PROBLEM STATEMENT:
Set down, word for word, the passage of the Max Linden-Levy page from "S&TG:  Do you" to "as an artist?".

Max Linden-Levy

I was born in Sioux City, Iowa in 1949. I avoided writing, if I could, for the first ten years or so of my life. I was, on the other hand, good at blowing things up, starting fires, jumping off garage roofs and sand lot baseball. I graduated from high school and celebrated my eighteenth birthday in June of 1967. I got a BFA from the University of Nebraska at Omaha in 1977. I got an MFA from Goddard College in 1979. I spent three years working in the National Endowment for the Arts; Artists in the Schools Program in the late 1970s. I have been the editor/contributor of a half-a-dozen small magazines that nobody ever heard of but are in some libraries somewhere.

Making Art

S&TG:  Do you use the word artist, poet, etc. to describe yourself? Do you feel like you don’t “deserve” to call yourself that because you’re not paid, published, etc. or famous? Have you always thought of yourself as an artist?

INFORMATION PROVIDED:
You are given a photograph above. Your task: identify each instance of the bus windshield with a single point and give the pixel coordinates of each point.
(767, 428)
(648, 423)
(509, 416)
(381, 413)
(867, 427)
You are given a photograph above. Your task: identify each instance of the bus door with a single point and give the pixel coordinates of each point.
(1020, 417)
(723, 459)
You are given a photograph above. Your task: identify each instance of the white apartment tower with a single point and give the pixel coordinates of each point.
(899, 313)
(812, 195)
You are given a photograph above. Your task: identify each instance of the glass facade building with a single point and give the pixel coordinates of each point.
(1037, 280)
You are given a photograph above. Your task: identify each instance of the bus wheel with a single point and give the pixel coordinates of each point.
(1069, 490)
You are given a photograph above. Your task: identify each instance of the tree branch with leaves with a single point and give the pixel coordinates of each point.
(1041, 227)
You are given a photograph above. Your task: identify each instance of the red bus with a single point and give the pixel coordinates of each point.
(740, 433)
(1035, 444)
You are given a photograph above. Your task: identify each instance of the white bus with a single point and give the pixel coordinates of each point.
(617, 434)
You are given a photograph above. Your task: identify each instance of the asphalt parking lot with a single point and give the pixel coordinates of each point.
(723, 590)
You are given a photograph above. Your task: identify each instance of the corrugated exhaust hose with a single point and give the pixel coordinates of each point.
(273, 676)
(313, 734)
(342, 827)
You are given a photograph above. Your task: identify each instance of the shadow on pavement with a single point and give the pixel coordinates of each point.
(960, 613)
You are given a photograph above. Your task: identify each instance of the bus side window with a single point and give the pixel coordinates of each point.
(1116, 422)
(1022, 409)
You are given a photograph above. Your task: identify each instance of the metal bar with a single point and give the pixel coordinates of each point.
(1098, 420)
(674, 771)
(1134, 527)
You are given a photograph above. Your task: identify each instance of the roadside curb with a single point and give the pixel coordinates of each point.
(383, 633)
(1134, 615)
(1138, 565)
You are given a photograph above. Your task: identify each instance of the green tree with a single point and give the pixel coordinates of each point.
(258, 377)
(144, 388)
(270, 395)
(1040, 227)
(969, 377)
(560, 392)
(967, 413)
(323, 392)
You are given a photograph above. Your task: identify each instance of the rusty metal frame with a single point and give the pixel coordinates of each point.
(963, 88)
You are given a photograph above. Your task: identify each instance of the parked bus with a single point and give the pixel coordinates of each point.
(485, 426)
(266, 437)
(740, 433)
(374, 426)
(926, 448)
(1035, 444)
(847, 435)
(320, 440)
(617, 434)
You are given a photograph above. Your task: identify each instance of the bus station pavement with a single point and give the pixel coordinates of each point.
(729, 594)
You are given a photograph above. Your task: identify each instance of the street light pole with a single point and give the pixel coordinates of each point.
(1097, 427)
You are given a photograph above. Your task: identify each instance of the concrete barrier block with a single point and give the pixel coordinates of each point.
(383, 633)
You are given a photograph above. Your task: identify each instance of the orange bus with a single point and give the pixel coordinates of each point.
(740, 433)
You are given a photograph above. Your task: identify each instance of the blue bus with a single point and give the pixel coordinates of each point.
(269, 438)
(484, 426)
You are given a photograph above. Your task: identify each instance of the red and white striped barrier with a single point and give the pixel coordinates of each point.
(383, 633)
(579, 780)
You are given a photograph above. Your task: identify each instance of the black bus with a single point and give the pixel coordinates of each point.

SOLUTION TO THIS PROBLEM:
S&TG:  Do you use the word artist, poet, etc. to describe yourself? Do you feel like you don’t “deserve” to call yourself that because you’re not paid, published, etc. or famous? Have you always thought of yourself as an artist?